* _Exercise directions_:
Show every line of the rows below that contains the word "distant", copying each one in full.

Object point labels
>>>>>

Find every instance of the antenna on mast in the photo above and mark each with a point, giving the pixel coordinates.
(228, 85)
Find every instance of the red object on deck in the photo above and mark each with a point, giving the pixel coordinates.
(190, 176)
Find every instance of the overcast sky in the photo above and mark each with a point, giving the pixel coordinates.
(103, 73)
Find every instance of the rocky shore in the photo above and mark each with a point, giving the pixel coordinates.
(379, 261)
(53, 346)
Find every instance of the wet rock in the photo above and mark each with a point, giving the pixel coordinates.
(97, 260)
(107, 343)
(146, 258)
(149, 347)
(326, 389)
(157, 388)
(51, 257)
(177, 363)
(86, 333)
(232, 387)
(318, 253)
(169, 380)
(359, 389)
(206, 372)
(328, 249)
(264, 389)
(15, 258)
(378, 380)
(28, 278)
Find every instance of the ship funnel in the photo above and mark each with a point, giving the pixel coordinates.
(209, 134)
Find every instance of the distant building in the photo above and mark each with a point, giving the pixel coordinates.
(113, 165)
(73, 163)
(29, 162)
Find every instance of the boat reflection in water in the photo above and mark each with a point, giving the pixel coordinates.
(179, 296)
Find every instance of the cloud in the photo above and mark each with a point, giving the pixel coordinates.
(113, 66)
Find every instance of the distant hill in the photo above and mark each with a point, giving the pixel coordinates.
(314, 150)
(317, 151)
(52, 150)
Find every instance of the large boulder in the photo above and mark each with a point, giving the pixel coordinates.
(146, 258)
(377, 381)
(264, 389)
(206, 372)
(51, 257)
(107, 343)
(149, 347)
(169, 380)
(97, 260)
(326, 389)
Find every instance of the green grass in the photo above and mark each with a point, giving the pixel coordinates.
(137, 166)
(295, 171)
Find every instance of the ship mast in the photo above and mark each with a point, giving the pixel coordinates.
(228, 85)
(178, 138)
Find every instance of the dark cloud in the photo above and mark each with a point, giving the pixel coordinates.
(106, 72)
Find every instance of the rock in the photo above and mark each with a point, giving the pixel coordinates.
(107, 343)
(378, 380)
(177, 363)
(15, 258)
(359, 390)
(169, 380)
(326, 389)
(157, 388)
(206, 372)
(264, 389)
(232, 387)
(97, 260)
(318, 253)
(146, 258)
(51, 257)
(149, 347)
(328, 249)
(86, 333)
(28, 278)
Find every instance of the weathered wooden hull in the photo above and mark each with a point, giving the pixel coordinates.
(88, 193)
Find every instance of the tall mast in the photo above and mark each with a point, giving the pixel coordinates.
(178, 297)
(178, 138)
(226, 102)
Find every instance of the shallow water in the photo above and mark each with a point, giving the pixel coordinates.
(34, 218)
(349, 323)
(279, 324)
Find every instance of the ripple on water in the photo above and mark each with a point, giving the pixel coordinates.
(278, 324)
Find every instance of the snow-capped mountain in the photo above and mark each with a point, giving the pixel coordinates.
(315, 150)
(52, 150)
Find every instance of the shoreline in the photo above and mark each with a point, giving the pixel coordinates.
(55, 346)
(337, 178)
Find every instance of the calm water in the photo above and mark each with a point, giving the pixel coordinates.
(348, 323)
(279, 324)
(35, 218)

<<<<<
>>>>>

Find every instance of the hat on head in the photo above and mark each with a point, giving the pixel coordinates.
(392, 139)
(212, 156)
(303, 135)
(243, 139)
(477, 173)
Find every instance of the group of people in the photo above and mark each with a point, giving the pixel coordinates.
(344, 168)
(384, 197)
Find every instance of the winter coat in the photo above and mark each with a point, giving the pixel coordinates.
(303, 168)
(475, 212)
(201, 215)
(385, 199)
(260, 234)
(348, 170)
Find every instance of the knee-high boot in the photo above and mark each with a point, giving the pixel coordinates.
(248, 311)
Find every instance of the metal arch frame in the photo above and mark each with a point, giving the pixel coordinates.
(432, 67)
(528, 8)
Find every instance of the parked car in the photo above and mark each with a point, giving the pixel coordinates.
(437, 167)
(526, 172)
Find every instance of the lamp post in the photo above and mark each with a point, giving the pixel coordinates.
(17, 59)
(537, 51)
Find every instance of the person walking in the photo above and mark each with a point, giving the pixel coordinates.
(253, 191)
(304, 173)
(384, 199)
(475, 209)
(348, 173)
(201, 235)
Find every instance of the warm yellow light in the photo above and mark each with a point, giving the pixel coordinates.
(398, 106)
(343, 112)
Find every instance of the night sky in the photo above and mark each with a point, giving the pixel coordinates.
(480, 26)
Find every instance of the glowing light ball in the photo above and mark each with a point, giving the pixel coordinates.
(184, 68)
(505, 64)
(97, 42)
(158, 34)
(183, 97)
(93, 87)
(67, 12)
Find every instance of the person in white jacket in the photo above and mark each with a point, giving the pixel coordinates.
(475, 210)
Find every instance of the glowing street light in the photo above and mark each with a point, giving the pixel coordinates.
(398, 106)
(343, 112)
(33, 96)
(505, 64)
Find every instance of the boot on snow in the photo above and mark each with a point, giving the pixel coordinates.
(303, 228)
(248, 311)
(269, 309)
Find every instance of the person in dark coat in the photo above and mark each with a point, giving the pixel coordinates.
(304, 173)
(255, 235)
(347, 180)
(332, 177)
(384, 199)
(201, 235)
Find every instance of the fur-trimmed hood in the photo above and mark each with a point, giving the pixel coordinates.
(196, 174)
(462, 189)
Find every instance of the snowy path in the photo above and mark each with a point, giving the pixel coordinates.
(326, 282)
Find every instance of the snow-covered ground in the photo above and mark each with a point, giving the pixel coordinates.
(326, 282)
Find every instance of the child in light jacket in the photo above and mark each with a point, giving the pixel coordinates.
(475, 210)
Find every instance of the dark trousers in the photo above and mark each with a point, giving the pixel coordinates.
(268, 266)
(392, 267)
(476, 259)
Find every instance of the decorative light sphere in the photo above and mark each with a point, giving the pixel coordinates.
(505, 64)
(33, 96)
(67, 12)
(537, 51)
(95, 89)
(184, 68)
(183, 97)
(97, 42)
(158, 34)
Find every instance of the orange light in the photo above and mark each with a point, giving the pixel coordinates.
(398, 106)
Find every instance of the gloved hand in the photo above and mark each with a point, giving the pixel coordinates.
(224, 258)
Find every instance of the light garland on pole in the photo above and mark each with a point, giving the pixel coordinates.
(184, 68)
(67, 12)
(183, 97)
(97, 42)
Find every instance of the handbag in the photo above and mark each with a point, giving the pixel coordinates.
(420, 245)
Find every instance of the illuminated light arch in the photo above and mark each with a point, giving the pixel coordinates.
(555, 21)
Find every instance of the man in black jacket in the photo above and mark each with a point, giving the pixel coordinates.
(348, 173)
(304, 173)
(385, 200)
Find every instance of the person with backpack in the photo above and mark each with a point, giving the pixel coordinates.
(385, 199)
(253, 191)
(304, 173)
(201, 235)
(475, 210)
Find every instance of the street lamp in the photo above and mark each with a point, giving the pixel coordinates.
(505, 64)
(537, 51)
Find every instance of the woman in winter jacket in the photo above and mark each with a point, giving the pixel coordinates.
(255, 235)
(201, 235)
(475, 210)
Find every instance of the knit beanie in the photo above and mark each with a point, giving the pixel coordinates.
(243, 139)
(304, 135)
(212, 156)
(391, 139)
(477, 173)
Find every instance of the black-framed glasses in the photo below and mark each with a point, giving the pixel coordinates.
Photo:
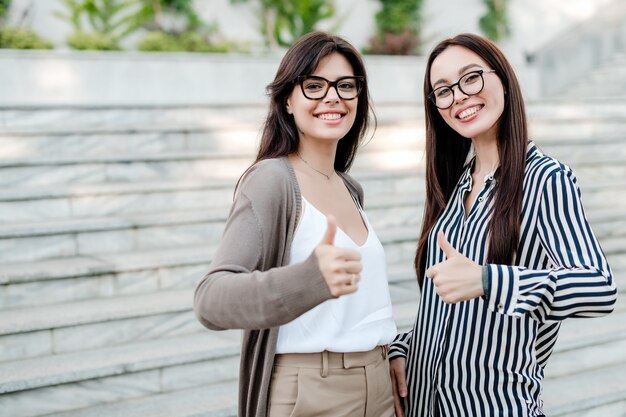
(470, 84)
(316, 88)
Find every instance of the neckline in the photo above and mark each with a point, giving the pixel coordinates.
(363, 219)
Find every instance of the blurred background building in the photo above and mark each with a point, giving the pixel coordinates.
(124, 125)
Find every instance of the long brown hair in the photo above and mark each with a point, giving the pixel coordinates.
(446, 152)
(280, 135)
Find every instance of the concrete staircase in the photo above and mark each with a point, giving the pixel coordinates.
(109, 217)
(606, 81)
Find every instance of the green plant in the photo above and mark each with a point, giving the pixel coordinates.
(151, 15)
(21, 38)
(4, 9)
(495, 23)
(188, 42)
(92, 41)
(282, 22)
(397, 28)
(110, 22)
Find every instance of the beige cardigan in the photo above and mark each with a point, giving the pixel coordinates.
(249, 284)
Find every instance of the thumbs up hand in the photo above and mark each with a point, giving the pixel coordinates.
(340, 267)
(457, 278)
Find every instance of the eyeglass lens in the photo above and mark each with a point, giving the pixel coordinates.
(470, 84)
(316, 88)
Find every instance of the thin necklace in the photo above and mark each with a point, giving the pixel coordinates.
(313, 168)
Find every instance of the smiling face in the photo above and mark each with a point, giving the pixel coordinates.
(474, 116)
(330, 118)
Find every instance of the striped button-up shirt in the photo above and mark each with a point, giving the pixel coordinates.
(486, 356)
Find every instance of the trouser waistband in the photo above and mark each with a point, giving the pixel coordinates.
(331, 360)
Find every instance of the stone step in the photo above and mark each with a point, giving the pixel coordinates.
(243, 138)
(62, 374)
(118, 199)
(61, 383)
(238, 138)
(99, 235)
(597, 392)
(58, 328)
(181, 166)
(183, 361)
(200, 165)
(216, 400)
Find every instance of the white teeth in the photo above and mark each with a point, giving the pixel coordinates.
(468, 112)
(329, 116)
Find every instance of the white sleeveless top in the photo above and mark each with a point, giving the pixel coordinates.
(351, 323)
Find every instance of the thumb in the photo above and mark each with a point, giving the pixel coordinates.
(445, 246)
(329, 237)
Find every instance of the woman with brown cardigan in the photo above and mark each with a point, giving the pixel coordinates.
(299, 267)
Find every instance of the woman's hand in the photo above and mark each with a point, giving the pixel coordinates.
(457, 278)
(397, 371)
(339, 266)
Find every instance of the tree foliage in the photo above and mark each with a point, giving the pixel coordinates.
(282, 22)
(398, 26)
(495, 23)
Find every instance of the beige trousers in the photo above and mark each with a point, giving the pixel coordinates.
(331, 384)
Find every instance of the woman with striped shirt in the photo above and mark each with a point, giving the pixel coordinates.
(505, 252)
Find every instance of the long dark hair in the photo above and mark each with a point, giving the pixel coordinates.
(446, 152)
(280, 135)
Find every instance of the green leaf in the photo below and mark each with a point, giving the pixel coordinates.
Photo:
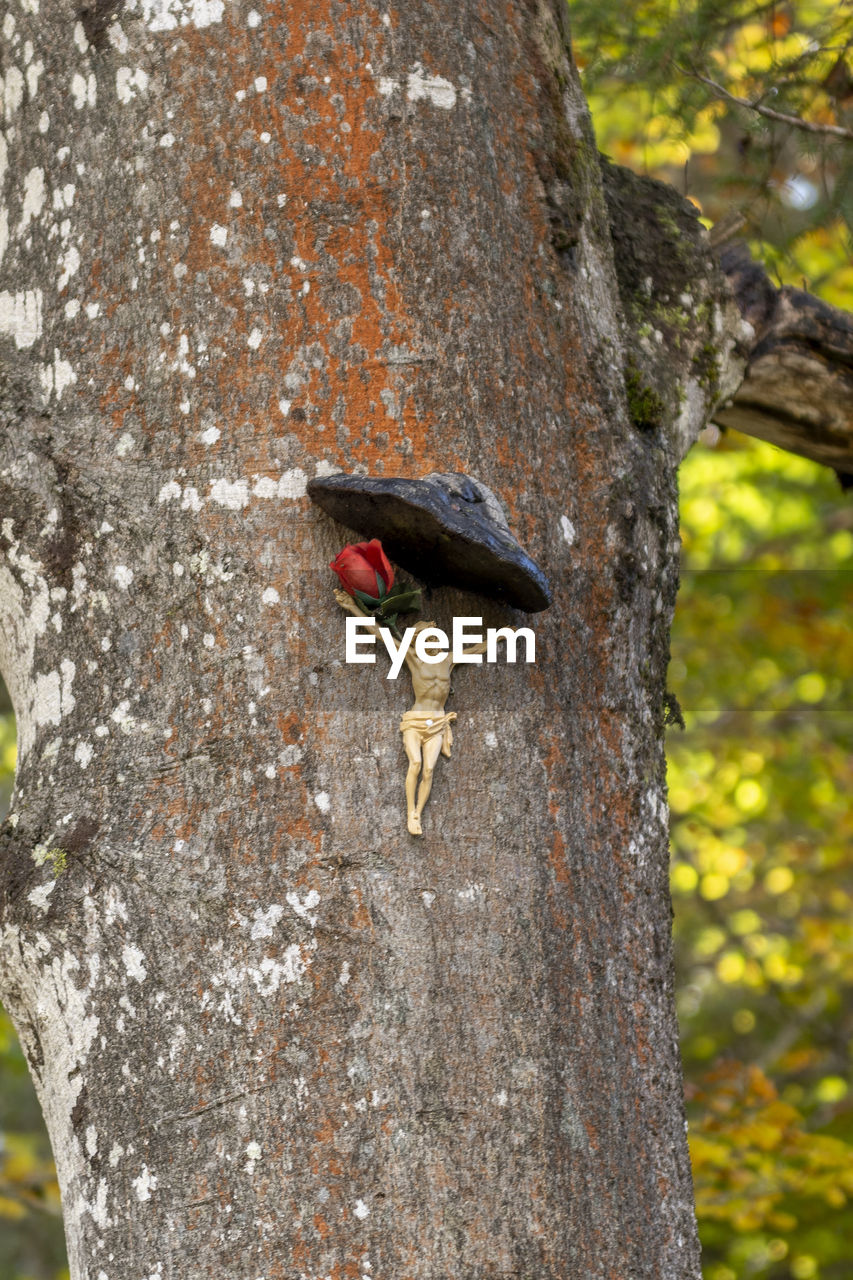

<<<<<

* _Exercise solution_:
Find every instance of the distant building in the photo above and mark each with a point, giving the pixel coordinates.
Find every instance of the distant hill in the photo above and mark each with a point, giving the pixel coordinates.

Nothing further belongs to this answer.